Em 2015, o Supremo Tribunal Federal manteve uma decisão anterior de anular a Operação Satiagraha, após o habeas corpus para soltura de Dantas ter sido criticado por 45 promotores como uma “descarada afronta às instituições democráticas’’ brasileiras e atacado por mais de 130 juízes por pular regras processuais, segundo cartas publicadas na imprensa.
Dantas também fez uma ofensiva contra o Citi. Em processo movido na justiça federal em Nova York, ele alegou que o banco conspirou com autoridades brasileiras para arrancar a participação dele na Brasil Telecom há uma década.
Ele disse que foi punido por resistir a pedidos por dinheiro de campanha. Em pedido para anular a queixa, o Citi afirmou que Dantas está tentando requentar acusações antigas sem ter provas.

* **Bloco de dados**
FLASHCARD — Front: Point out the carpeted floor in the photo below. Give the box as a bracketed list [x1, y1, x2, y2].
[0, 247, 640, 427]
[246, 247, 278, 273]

* **Exercício proposto**
Transcreva a parte do trecho sobre Dantas e o Citi que começa em "Em 2015, o Supremo" e vai até "há uma década.", inclusive. Use apenas o trecho citado.

* **Resposta**
Em 2015, o Supremo Tribunal Federal manteve uma decisão anterior de anular a Operação Satiagraha, após o habeas corpus para soltura de Dantas ter sido criticado por 45 promotores como uma “descarada afronta às instituições democráticas’’ brasileiras e atacado por mais de 130 juízes por pular regras processuais, segundo cartas publicadas na imprensa.
Dantas também fez uma ofensiva contra o Citi. Em processo movido na justiça federal em Nova York, ele alegou que o banco conspirou com autoridades brasileiras para arrancar a participação dele na Brasil Telecom há uma década.